What you are asked to do
One line at a time, check the entries below for the word "hanging", and copy each line that has it.

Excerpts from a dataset

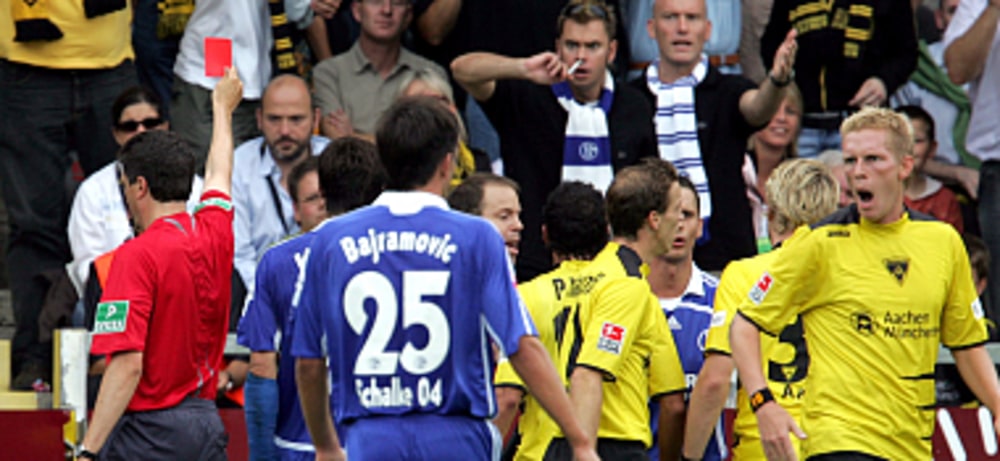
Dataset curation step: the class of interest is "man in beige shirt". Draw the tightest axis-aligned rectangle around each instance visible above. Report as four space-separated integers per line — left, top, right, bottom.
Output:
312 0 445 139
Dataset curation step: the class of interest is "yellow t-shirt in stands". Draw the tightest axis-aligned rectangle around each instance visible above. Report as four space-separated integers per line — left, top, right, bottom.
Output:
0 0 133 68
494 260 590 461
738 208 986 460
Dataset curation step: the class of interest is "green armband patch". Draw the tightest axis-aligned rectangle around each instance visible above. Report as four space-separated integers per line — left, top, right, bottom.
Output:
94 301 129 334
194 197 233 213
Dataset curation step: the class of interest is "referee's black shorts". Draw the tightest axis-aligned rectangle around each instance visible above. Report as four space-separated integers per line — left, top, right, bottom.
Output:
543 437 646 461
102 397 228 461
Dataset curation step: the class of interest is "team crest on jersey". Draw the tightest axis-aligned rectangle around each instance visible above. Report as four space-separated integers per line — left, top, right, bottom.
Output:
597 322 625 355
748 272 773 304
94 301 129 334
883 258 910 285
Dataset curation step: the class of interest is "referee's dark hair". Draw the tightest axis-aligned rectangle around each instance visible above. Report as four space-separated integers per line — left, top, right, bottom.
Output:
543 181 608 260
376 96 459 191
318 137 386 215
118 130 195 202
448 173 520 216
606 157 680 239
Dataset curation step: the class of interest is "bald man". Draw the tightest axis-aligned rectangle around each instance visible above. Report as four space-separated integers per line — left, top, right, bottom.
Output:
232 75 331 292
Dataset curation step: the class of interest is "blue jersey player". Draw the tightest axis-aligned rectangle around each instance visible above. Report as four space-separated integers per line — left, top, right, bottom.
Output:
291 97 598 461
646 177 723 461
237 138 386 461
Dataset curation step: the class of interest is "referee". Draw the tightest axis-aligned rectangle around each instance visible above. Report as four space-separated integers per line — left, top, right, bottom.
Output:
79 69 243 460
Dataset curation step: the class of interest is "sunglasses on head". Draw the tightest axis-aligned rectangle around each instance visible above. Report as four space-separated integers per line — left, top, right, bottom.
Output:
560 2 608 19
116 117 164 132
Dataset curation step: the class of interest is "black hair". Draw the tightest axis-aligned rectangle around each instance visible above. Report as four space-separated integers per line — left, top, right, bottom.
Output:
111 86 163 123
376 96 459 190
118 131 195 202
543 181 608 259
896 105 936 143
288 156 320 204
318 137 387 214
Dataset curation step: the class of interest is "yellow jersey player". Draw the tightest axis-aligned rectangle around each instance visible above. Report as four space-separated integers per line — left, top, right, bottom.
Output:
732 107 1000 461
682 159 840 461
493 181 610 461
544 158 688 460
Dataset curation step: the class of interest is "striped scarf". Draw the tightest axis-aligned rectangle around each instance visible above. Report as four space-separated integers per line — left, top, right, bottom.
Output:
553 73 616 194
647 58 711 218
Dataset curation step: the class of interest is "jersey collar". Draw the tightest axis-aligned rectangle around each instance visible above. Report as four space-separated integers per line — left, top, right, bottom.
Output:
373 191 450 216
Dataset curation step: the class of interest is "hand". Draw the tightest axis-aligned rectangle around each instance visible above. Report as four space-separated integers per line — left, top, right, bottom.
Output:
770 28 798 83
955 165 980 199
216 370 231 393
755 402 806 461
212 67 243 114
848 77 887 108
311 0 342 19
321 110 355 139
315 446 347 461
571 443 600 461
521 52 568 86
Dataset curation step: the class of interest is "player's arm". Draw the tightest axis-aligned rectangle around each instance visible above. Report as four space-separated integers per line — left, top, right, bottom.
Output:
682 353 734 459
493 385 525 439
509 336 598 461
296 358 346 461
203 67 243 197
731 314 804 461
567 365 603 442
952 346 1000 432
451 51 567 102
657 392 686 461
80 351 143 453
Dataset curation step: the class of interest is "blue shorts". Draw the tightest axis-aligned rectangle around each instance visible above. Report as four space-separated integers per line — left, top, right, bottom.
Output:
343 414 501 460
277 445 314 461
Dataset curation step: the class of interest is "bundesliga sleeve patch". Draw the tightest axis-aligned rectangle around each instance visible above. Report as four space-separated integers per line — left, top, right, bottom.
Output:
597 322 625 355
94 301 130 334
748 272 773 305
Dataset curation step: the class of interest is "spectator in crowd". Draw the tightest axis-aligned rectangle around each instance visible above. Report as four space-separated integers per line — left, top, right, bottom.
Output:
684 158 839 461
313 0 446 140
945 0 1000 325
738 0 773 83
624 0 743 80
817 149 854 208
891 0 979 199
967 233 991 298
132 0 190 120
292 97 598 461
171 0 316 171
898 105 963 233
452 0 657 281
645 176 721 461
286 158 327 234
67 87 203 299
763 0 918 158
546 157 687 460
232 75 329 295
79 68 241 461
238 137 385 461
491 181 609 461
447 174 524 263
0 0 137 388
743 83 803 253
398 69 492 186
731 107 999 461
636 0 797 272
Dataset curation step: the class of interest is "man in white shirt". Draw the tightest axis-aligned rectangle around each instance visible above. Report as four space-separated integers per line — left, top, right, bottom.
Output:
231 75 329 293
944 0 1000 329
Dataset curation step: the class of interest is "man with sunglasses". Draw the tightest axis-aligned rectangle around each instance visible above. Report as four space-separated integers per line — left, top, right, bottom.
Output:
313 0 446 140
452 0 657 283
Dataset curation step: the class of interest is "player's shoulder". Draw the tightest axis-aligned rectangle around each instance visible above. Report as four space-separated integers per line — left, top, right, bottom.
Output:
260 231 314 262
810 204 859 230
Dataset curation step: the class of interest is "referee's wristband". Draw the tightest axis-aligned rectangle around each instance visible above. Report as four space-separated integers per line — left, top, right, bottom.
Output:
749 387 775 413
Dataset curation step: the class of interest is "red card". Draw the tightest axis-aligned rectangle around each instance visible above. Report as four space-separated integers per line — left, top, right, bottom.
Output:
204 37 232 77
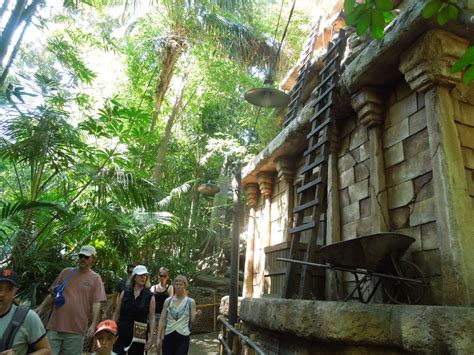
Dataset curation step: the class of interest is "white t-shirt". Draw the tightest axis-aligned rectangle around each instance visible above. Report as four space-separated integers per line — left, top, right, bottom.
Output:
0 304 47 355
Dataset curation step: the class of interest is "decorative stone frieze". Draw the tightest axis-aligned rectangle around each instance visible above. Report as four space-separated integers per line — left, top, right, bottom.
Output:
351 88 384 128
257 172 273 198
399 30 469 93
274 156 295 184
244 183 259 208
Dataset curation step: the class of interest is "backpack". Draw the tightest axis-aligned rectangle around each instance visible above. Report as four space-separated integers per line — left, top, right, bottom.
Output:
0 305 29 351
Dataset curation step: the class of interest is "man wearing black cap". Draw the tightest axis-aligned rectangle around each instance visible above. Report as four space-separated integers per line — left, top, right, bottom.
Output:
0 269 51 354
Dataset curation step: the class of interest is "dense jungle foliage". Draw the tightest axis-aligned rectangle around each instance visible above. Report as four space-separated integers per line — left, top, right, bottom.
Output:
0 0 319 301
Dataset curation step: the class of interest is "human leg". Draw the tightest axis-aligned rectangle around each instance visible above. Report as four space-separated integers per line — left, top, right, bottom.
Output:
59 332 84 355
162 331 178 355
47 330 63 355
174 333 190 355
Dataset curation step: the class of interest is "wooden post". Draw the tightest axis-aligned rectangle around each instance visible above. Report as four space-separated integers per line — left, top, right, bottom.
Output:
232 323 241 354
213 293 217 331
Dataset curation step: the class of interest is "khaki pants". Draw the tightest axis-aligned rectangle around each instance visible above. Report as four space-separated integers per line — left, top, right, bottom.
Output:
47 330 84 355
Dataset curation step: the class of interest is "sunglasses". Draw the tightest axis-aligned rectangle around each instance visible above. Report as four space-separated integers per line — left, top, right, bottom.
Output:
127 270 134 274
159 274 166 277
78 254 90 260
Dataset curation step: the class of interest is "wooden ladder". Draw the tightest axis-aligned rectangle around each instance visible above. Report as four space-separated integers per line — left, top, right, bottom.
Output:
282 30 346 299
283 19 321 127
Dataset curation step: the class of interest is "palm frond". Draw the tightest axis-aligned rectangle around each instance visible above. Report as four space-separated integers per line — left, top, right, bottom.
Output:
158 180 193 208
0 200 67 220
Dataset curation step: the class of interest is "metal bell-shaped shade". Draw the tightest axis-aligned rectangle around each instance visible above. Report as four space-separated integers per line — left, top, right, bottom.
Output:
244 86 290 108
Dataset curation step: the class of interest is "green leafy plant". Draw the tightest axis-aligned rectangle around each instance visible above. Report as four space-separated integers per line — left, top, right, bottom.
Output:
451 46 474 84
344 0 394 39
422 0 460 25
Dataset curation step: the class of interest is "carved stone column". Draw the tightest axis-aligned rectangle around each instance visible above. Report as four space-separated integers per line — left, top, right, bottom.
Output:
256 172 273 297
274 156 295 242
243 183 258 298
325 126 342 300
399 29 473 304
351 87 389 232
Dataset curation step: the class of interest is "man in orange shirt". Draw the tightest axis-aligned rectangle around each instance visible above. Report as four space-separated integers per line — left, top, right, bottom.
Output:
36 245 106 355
---
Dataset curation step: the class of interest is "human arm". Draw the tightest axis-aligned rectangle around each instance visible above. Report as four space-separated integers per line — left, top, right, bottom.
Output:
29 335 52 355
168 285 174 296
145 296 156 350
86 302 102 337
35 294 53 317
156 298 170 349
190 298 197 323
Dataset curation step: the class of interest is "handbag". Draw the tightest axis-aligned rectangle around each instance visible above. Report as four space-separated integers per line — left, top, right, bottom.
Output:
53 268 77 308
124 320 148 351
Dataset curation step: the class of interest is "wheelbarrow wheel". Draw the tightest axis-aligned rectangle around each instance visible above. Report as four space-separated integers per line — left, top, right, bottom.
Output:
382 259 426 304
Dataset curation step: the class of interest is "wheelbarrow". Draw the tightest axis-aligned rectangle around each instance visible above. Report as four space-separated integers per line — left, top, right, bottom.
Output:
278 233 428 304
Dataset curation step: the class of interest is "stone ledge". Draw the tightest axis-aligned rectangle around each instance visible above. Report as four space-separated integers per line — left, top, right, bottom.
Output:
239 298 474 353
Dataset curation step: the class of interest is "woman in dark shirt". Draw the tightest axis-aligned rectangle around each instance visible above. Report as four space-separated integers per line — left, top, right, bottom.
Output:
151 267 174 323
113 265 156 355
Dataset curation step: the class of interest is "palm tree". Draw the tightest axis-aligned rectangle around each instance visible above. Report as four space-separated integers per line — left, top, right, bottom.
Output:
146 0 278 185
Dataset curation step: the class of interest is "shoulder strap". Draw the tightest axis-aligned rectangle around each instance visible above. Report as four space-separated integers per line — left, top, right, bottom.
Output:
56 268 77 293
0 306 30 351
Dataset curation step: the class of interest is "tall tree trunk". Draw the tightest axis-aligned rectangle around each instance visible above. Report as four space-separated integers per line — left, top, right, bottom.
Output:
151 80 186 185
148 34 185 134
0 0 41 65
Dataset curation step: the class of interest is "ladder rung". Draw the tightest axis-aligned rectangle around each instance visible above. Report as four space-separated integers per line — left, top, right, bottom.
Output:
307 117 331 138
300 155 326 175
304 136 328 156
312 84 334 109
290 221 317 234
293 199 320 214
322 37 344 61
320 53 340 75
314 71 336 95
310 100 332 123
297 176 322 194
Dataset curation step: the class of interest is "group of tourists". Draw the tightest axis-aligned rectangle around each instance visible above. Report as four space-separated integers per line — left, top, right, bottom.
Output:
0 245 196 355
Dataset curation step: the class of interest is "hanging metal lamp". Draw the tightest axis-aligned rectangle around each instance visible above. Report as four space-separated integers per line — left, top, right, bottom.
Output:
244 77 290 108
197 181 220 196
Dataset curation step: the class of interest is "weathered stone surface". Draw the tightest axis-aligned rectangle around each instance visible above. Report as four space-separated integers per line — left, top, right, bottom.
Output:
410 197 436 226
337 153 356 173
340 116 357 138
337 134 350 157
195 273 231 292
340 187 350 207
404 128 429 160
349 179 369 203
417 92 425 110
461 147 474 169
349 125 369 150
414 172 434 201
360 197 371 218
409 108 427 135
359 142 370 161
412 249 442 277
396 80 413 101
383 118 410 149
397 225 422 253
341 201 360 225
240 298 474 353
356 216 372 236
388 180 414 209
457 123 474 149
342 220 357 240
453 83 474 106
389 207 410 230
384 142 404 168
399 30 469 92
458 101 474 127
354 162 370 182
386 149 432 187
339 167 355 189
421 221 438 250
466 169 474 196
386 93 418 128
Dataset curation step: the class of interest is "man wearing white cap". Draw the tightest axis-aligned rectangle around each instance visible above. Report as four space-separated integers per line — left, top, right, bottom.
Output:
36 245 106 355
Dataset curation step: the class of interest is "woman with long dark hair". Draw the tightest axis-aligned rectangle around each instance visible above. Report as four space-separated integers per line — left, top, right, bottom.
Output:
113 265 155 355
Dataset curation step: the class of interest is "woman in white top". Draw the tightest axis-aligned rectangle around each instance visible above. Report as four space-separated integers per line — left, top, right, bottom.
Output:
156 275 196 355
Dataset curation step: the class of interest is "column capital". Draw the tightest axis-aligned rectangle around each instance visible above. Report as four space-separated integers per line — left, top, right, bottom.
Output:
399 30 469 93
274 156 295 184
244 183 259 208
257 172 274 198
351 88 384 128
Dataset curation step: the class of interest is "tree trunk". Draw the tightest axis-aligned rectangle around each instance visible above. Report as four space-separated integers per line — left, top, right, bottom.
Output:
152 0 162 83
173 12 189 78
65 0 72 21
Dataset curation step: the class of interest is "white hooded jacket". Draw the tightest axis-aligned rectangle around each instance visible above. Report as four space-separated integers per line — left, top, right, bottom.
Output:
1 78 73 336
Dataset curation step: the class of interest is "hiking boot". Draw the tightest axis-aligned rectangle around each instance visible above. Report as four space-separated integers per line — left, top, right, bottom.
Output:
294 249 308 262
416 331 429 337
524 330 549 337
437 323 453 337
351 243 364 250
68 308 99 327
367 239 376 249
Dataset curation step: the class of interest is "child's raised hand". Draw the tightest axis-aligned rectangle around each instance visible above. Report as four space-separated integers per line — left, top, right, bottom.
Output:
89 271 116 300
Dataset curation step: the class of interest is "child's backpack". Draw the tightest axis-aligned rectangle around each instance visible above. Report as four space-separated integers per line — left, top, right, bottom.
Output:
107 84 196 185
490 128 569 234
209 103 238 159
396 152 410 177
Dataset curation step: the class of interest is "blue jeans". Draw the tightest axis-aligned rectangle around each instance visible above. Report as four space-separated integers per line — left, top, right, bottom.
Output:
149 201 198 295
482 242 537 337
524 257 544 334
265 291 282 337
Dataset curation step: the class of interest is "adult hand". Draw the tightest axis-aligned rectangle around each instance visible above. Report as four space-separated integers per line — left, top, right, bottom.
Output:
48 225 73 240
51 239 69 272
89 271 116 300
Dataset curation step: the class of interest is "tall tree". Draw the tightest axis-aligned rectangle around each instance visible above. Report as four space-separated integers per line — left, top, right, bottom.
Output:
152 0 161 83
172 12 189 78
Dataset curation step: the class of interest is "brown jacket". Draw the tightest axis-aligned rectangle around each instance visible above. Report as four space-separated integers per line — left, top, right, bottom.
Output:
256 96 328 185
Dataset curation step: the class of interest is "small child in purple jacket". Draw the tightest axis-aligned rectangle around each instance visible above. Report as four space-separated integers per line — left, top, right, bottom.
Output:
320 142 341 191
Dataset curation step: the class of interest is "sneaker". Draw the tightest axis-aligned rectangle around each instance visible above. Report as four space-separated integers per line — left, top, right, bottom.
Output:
==
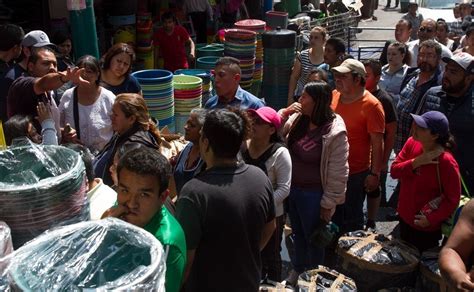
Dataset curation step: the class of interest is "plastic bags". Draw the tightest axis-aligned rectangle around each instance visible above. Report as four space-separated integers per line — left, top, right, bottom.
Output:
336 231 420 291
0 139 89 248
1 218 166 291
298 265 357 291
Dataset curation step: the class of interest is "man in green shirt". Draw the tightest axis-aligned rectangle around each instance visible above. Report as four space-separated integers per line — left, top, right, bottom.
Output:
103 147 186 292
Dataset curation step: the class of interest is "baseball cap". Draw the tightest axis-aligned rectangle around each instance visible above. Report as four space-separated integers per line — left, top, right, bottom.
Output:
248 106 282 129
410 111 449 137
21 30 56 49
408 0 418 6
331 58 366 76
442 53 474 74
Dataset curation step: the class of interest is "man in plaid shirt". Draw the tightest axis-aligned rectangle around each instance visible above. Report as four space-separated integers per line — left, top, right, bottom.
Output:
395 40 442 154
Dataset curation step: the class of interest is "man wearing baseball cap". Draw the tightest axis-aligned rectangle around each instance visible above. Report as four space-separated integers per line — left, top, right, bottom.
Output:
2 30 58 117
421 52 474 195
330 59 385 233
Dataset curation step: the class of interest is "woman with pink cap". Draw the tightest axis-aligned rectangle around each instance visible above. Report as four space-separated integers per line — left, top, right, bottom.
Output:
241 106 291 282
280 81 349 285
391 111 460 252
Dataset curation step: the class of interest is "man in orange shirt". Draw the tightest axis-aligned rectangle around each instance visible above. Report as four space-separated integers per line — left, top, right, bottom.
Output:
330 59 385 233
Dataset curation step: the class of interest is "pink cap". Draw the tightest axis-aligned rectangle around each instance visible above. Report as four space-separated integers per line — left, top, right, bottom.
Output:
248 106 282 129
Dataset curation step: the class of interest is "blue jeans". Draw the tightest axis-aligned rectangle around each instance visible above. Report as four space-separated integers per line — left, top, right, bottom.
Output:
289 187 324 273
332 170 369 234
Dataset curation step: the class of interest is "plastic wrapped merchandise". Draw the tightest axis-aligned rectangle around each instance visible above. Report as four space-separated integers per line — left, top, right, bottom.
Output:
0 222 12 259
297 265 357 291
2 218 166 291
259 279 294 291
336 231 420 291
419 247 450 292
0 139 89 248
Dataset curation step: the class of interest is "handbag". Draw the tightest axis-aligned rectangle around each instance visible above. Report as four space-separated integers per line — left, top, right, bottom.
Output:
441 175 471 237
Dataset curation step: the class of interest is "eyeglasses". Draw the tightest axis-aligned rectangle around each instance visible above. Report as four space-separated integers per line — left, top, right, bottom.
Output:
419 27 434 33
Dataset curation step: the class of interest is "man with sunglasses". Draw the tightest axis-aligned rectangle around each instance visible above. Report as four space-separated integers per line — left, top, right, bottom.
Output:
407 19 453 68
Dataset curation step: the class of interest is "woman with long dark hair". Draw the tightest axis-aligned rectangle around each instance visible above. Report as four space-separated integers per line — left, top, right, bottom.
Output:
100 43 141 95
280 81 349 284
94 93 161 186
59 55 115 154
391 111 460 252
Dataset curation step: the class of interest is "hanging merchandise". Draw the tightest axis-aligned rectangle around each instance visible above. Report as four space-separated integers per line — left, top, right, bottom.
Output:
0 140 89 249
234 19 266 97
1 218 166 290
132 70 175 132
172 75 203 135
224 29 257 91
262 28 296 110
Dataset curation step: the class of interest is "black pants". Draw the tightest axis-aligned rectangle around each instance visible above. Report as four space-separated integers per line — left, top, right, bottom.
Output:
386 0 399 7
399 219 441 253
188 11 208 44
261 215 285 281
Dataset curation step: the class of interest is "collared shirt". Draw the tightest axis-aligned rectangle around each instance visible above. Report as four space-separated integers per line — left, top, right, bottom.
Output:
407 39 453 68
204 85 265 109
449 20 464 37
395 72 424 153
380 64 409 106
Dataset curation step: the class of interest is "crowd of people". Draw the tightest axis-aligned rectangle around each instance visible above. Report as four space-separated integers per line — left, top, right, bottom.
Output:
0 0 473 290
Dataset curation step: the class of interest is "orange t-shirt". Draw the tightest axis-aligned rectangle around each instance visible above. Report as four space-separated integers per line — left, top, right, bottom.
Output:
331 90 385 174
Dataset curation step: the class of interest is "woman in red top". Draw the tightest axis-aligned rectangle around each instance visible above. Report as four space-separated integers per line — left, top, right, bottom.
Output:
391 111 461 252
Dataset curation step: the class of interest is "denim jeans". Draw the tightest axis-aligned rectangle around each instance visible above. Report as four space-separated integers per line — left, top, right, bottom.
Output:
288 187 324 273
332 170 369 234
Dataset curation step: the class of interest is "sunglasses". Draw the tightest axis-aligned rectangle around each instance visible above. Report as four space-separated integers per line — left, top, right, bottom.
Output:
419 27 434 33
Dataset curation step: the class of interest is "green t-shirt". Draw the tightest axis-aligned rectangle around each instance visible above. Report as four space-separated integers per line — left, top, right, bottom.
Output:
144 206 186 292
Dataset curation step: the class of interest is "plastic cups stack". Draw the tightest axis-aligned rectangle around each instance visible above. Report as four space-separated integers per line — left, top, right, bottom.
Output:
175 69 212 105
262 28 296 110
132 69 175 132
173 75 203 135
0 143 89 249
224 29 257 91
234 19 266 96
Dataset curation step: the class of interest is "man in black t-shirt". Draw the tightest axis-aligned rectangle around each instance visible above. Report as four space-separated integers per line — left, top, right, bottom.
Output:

Reply to the task
Dataset curation step: the class of interest is "hanging metal lamp". Draw the tightest axis-aligned rectangle around each instance visible above. Report as four space-separated integers per line — left, top, right, bottom.
Dataset curation step: the class of interest is "hanging merchandise". Draw the tightest axis-aligned rectangle around each instance visible above. Report as four space-separated integers per line — left, top, right, bottom.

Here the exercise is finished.